• [STATED EXERCISE]:
Rewrite the listing below from the line with "Could you put a marker on each instance of the black" to the line with "point(716, 177)", substituting "column" for "pillar" and leaving everything else unchanged.

Collection entries:
+++
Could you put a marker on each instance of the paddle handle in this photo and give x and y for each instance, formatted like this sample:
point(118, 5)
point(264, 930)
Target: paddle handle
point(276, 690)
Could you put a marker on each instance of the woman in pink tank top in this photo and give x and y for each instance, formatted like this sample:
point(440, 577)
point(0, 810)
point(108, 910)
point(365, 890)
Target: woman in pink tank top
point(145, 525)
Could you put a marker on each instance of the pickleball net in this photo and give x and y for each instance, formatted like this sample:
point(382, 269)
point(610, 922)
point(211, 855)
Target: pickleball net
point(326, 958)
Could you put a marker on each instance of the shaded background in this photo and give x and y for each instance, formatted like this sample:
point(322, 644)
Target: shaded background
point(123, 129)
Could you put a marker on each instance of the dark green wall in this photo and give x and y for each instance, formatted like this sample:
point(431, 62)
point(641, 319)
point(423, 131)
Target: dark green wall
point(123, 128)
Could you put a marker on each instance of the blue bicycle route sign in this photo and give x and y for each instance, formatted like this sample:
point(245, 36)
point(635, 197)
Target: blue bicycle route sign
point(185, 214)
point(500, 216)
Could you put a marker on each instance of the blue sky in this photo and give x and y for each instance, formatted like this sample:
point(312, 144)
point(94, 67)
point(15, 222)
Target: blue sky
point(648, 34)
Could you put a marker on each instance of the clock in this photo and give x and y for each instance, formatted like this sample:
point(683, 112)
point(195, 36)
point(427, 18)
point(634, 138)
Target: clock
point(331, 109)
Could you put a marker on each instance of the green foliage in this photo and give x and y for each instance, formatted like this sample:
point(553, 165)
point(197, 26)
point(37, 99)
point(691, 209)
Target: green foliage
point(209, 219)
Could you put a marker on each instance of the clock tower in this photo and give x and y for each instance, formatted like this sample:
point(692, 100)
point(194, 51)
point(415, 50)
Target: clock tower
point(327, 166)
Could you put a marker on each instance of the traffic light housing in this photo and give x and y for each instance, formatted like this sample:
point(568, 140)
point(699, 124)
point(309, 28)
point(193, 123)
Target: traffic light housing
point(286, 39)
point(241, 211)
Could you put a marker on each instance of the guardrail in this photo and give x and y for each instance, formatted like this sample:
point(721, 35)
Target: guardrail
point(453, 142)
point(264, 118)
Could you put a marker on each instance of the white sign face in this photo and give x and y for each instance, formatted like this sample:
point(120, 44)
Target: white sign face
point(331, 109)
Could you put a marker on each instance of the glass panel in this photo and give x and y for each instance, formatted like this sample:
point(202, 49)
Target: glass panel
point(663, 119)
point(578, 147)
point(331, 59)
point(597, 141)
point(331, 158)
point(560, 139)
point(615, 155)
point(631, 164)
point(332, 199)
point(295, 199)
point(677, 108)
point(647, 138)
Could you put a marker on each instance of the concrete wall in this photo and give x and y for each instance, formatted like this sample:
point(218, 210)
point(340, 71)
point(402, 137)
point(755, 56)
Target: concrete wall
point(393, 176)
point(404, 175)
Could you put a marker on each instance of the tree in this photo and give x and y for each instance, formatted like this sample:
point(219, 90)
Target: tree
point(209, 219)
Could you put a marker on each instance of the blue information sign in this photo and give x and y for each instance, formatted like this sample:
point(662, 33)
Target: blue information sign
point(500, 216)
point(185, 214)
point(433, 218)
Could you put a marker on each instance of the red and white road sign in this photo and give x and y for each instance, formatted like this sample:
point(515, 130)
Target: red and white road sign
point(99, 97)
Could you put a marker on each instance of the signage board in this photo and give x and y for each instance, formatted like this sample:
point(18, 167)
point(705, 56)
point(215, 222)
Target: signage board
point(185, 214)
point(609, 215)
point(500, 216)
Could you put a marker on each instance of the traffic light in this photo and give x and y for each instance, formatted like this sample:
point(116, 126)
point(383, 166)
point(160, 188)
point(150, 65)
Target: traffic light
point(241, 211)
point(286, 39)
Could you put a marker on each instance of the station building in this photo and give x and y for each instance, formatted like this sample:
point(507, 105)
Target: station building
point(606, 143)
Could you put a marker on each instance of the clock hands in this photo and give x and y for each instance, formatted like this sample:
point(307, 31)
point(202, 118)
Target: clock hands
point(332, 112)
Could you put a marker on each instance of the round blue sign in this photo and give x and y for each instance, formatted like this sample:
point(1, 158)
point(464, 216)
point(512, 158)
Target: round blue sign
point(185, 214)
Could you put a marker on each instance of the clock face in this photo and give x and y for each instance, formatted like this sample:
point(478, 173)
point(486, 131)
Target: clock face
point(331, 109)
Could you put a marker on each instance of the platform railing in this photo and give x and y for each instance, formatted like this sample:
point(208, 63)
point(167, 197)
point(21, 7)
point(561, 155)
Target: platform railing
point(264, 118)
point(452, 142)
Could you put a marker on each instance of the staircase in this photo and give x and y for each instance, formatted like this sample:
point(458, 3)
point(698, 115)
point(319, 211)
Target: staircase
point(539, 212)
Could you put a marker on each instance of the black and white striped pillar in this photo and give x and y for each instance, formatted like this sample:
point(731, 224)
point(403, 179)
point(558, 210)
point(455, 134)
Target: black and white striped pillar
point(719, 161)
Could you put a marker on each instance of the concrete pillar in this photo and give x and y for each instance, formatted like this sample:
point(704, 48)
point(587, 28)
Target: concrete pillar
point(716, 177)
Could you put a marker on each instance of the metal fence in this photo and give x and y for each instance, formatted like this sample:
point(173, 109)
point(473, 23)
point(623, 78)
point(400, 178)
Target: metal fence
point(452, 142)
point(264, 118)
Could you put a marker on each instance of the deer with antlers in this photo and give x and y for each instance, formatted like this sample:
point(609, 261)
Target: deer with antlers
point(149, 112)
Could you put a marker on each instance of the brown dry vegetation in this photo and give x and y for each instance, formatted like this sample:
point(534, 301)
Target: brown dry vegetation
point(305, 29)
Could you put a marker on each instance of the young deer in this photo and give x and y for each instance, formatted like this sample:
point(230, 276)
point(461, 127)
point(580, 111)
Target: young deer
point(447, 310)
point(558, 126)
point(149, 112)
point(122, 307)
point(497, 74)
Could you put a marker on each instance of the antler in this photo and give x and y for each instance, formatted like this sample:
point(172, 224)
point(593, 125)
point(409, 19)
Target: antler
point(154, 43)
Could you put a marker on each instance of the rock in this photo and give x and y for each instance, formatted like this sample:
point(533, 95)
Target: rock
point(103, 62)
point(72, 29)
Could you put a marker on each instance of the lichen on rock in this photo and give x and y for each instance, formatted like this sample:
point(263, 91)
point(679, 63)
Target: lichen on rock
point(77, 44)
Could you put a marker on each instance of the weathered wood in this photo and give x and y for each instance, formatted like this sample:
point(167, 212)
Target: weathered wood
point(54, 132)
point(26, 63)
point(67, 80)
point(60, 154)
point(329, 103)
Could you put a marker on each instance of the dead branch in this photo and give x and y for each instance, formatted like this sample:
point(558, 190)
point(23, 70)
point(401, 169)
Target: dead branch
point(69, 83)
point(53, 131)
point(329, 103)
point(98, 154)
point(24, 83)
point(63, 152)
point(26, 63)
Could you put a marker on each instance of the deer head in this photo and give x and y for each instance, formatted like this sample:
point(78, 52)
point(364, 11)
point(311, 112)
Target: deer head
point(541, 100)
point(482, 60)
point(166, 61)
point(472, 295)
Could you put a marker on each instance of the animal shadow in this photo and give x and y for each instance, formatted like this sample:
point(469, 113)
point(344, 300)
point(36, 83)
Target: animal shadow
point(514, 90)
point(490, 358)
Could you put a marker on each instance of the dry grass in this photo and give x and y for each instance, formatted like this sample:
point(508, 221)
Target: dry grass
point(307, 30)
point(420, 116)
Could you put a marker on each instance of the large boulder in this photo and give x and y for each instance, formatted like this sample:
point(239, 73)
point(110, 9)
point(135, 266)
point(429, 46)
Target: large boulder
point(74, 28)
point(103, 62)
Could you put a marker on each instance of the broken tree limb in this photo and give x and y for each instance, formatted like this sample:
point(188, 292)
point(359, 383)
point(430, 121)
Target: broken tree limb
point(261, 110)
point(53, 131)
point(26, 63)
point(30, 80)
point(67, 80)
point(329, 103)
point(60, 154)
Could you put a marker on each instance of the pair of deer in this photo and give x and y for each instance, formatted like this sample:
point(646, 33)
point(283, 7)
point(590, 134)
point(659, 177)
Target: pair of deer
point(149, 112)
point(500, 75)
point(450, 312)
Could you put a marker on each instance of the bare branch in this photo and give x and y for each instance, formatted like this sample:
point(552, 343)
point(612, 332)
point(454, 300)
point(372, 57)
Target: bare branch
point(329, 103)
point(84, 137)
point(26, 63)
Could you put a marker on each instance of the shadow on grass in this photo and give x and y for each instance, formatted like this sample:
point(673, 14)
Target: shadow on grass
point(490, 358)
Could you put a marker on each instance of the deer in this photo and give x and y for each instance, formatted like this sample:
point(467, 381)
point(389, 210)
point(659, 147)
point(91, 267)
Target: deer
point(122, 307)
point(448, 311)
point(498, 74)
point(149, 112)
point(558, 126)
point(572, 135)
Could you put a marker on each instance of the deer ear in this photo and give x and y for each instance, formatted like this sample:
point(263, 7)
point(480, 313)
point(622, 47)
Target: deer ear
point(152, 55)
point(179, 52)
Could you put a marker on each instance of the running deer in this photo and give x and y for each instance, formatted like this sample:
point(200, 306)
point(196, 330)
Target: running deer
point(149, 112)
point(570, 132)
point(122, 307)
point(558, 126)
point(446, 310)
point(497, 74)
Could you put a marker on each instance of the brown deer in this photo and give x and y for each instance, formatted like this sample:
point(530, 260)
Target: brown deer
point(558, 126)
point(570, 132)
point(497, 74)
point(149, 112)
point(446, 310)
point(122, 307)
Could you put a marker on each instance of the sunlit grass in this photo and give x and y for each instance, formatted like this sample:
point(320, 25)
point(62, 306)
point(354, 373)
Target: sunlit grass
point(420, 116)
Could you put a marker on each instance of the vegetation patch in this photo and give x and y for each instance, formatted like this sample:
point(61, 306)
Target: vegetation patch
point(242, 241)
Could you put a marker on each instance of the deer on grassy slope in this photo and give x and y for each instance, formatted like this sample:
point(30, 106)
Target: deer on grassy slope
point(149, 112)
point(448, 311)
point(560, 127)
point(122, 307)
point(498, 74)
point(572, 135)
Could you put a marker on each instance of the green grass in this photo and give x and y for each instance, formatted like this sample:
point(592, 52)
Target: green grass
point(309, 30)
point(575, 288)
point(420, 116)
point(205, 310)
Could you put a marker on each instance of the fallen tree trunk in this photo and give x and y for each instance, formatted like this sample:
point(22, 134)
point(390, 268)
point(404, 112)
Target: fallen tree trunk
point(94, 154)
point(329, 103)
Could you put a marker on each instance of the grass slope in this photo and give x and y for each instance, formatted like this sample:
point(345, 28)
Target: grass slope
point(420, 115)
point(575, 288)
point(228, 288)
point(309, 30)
+++
• [ANSWER TO THIS TASK]:
Could you put a marker on each instance of the black and white striped column in this photo and give x and y for each instance, formatted like this sample:
point(731, 224)
point(403, 179)
point(558, 210)
point(455, 134)
Target: black and white striped column
point(719, 161)
Could you put a marker on each instance of the concrete column in this photo and give x and y for each instance, formatted like this sample:
point(704, 48)
point(587, 28)
Target: concrete column
point(716, 177)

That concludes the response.